--- BEGIN EXERCISE MATERIALS ---

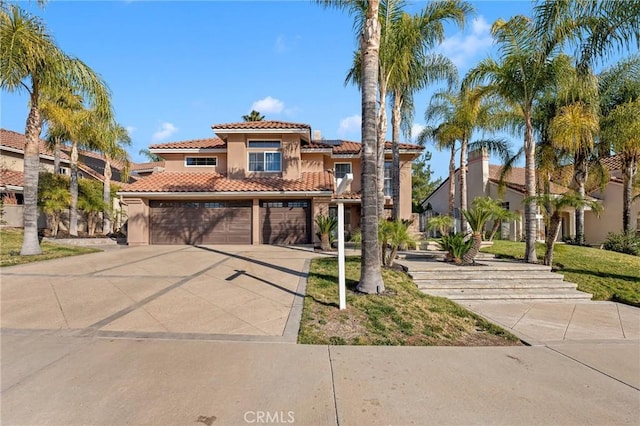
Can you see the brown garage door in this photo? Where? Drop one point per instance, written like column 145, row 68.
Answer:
column 285, row 222
column 198, row 222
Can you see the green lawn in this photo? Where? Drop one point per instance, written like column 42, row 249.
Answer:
column 11, row 241
column 402, row 316
column 605, row 274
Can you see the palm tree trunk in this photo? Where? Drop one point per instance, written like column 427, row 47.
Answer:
column 530, row 184
column 552, row 234
column 370, row 273
column 30, row 242
column 73, row 190
column 580, row 177
column 469, row 257
column 106, row 197
column 452, row 181
column 463, row 182
column 630, row 168
column 56, row 156
column 382, row 137
column 395, row 167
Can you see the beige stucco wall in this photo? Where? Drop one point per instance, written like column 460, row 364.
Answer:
column 610, row 220
column 176, row 162
column 138, row 221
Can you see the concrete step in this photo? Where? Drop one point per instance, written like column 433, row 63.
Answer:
column 491, row 284
column 486, row 276
column 509, row 294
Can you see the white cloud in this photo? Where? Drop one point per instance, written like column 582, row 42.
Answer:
column 268, row 105
column 462, row 48
column 415, row 130
column 350, row 125
column 164, row 132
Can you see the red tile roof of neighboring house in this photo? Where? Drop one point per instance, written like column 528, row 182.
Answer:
column 612, row 163
column 265, row 124
column 11, row 177
column 516, row 180
column 209, row 143
column 214, row 182
column 146, row 166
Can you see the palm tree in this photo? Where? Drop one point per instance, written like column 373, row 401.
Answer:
column 525, row 67
column 111, row 139
column 619, row 97
column 253, row 116
column 554, row 205
column 368, row 30
column 31, row 61
column 414, row 68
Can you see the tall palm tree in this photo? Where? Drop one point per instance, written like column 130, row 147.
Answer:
column 368, row 30
column 414, row 67
column 30, row 60
column 525, row 67
column 619, row 98
column 253, row 116
column 111, row 139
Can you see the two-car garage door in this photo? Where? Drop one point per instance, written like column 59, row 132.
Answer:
column 229, row 222
column 198, row 222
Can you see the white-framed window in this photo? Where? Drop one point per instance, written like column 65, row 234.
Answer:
column 388, row 189
column 200, row 161
column 263, row 157
column 265, row 161
column 341, row 169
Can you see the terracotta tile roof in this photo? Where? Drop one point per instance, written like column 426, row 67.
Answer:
column 146, row 166
column 11, row 177
column 516, row 180
column 265, row 124
column 16, row 140
column 209, row 143
column 214, row 182
column 349, row 147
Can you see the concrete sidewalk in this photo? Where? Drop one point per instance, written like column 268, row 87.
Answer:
column 52, row 379
column 548, row 323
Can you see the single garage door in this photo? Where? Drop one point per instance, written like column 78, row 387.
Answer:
column 285, row 222
column 200, row 222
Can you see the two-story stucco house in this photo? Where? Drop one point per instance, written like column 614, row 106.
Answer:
column 260, row 182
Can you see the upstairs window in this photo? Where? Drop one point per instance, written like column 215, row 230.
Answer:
column 200, row 161
column 264, row 144
column 265, row 161
column 264, row 156
column 341, row 169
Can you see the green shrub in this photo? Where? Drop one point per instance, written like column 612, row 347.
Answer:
column 456, row 245
column 624, row 242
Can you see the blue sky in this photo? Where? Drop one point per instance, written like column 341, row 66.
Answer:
column 175, row 68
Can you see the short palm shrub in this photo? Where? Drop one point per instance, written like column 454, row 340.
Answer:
column 326, row 227
column 624, row 242
column 456, row 245
column 393, row 234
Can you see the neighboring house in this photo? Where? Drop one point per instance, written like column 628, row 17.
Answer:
column 259, row 182
column 483, row 179
column 91, row 166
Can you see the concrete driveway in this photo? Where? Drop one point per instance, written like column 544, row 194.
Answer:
column 231, row 292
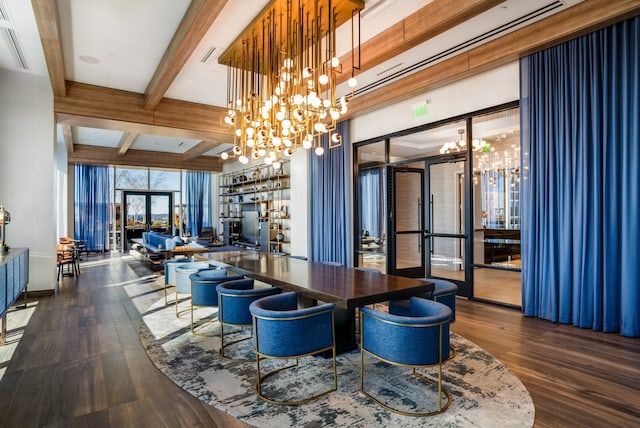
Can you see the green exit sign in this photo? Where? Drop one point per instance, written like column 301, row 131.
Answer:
column 420, row 110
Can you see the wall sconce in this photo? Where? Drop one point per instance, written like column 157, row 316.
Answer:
column 5, row 218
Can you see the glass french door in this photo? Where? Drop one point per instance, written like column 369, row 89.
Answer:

--- END EXERCISE MATERIALS ---

**REQUIREMENT**: Reproduce all of the material above line for line, leaving out the pictures.

**OUTPUT OF THE TASK**:
Can you see the brown garage door in this photo? Where? Drop one point per instance, written like column 145, row 68.
Answer:
column 285, row 222
column 198, row 222
Can you see the green lawn in this photo? Where? Drop one point per instance, written like column 42, row 249.
Answer:
column 11, row 241
column 402, row 316
column 605, row 274
Can you see the palm tree trunk in this photo? Where? Drop one point per instance, written like column 427, row 47.
Answer:
column 530, row 184
column 552, row 234
column 370, row 273
column 30, row 242
column 73, row 190
column 580, row 177
column 469, row 257
column 106, row 197
column 452, row 181
column 463, row 182
column 630, row 168
column 56, row 156
column 382, row 137
column 395, row 167
Can you see the beige stucco wall in this photo? Where? Drop one point per instance, written like column 460, row 364.
Answer:
column 610, row 220
column 176, row 162
column 138, row 221
Can you see the concrete step in this photo? Where? Drop one point per instance, written like column 433, row 63.
Answer:
column 491, row 284
column 486, row 276
column 509, row 294
Can you see the white cloud in this photo? Where? Drop one point per instance, written like column 582, row 42.
Answer:
column 268, row 105
column 462, row 48
column 415, row 130
column 350, row 125
column 164, row 132
Can you see the red tile roof of neighboring house in this photo? Where? Drop one point per instance, written like column 528, row 182.
Answer:
column 612, row 163
column 265, row 124
column 11, row 177
column 516, row 180
column 209, row 143
column 214, row 182
column 146, row 166
Can you see the palm tree in this photo? Where? Drop one point per instance, written like column 373, row 401.
Answer:
column 525, row 67
column 111, row 139
column 619, row 97
column 253, row 116
column 554, row 205
column 368, row 30
column 31, row 61
column 414, row 68
Can you see the tall palm tree in this photo? Where? Drop one point per instance, written like column 130, row 147.
Answer:
column 368, row 30
column 414, row 67
column 30, row 60
column 525, row 67
column 619, row 98
column 253, row 116
column 111, row 139
Can you see the two-car garage door in this photo? Where? Drop one point per instance, written like column 59, row 132.
Answer:
column 229, row 222
column 198, row 222
Can you see the white-framed window in this photo? Where? Drop one point per instance, written like column 65, row 234.
Answer:
column 388, row 189
column 200, row 161
column 263, row 157
column 265, row 161
column 341, row 169
Can you see the terracotta tile roof in this photo? Where? Drop one point per instance, written like column 426, row 67.
Answer:
column 146, row 166
column 11, row 177
column 516, row 180
column 265, row 124
column 16, row 140
column 209, row 143
column 214, row 182
column 349, row 147
Can you see the concrete sidewalk in this photo? Where? Drop one point per instance, written like column 268, row 87.
Answer:
column 52, row 379
column 548, row 323
Can you see the single garage door in this photo? Where? Drop one point per instance, written like column 78, row 387.
Answer:
column 285, row 222
column 200, row 222
Can you see the two-story stucco house in this photo? Where? Drop one point per instance, written like column 614, row 106.
Answer:
column 260, row 182
Can you see the upstairs window in this photo? Where? Drop one point per instance, written like column 215, row 230.
Answer:
column 200, row 161
column 264, row 144
column 265, row 161
column 264, row 156
column 341, row 169
Can you see the green shrub in this photo? Where? Drop one point per instance, written like column 612, row 347.
Answer:
column 456, row 245
column 624, row 242
Can you see the blue sky in this photo? Where? Drop one point per instance, written like column 341, row 66.
Answer:
column 175, row 68
Can you see the short palm shrub in this photo? Where? Drop one point per instance, written like column 454, row 340.
Answer:
column 326, row 227
column 624, row 242
column 456, row 245
column 393, row 234
Can you see the neighboring house in this photo? Where? Drop one point per instance, written like column 628, row 17.
Answer:
column 259, row 182
column 483, row 179
column 91, row 166
Can you see the concrete driveway in this photo? Where? Drop one point per instance, written like column 544, row 194.
Answer:
column 231, row 292
Can you see the green exit sign in this photo? Where? Drop one point per instance, written like column 301, row 131.
Answer:
column 420, row 110
Can you see the wall sconce in this photo? Where? Drop one point per instance, written like column 157, row 316.
Answer:
column 5, row 218
Can you see the glass french door in this photo? Where? Drop one point per instance, written like column 369, row 89.
Answer:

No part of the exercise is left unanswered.